Globally, waste generation and waste diversion strategies have increased in developed nations since the early 2000s (Cao et al., 2023). In Canada, for instance, organic and paper fibre waste accounted for two-thirds of all diverted waste in 2020 (Statistics Canada, 2022). As populations continue to grow and countries continue to develop, it is expected that waste generation will increase and create a greater need for diversion strategies (Kaza et al., 2018). Composting is an effective diversion method to convert organic waste into by-products that predominately take the form of organic soil amendments and biofertilizers (Gallardo-Lara and Nogales, 1987; NiChualain and Prasad, 2009; Ozores-Hampton et al., 2022). The demand for more intensive agricultural outputs, as well as uses of organic soil amendments in remediation efforts, is further driving a demand for more composted products (Bennett et al., 2012; Scotti et al., 2015).

The composting process is carried out via the degradation and transformation of organic matter by microorganisms. There are four phases of aerobic composting characterized by variations in temperature and microbial activity (Vergara and Silver, 2019). During the first mesophilic phase, temperatures range from ambient temperatures to 45°C as microorganisms begin to degrade readily available carbon. The thermophilic phase begins when temperatures exceed 45°C, driven by the rapidly increasing microbial activity and biomass. The second mesophilic stage is marked by significant reductions in CO₂ emissions as microbial activity reduces in response to an exhaustion of readily available carbon and nitrogen sources. Finally, the maturation phase is the longest phase in many composting processes as the organic matter stabilizes.

During each phase, the organic materials are continuously used by microorganisms within the compost as an energy source. In aerobic conditions, facilitated by regular aeration of the compost, carbon within the organic waste is oxidized to CO₂ (Martín et al., 2015). The oxidization via microbial respiration generates heat, hence the interconnectedness of the compost phases, CO₂ generation, and microbial activity. Cellulose and lignocellulose are the predominant compounds in mature compost, which facilitate a microbial community of slow growing, mesophilic bacteria and fungi (Danon et al., 2007; Zahra et al., 2023). At this stage, available carbon will limit the microbial activity (López-González et al., 2015), however the microbial community will continue to change in response to reduced supply (Danon et al., 2008), therefore it should not be assumed that respiration is stable.

*PROVIDED MATERIAL*

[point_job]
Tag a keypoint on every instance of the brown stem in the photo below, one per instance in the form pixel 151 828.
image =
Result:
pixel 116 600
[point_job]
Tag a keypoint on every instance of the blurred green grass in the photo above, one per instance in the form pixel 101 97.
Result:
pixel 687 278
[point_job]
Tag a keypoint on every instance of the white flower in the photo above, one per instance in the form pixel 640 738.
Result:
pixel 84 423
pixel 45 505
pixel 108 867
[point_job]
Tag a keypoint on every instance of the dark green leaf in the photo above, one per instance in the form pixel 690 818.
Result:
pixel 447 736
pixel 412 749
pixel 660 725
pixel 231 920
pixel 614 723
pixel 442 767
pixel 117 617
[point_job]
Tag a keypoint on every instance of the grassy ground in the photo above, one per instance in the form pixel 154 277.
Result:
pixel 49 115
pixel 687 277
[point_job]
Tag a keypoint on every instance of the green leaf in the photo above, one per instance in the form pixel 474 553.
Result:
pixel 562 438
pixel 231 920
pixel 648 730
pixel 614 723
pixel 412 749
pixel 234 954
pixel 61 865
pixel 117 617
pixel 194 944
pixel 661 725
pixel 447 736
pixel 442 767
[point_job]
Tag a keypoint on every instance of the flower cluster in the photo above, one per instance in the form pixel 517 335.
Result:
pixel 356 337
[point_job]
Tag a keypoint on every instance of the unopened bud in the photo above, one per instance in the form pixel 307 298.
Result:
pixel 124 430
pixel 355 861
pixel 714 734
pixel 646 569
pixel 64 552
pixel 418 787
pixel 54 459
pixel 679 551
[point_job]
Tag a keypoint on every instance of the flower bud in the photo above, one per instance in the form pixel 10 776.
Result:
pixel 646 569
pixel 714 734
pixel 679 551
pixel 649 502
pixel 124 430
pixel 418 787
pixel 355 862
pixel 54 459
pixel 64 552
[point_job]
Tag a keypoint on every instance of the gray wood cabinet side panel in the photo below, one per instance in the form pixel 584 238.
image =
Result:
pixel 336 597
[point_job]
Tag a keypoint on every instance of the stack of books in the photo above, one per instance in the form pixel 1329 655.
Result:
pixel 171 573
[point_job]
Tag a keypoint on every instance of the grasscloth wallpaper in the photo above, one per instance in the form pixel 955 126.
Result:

*PROBLEMS TO SOLVE*
[1] Reproduce the part of the composting passage starting with "The composting process" and going on through "organic matter stabilizes.".
[2] According to the composting passage, what temperature must be exceeded for the thermophilic phase to begin?

*SOLUTIONS IN ORDER*
[1]
The composting process is carried out via the degradation and transformation of organic matter by microorganisms. There are four phases of aerobic composting characterized by variations in temperature and microbial activity (Vergara and Silver, 2019). During the first mesophilic phase, temperatures range from ambient temperatures to 45°C as microorganisms begin to degrade readily available carbon. The thermophilic phase begins when temperatures exceed 45°C, driven by the rapidly increasing microbial activity and biomass. The second mesophilic stage is marked by significant reductions in CO₂ emissions as microbial activity reduces in response to an exhaustion of readily available carbon and nitrogen sources. Finally, the maturation phase is the longest phase in many composting processes as the organic matter stabilizes.

[2] 45°C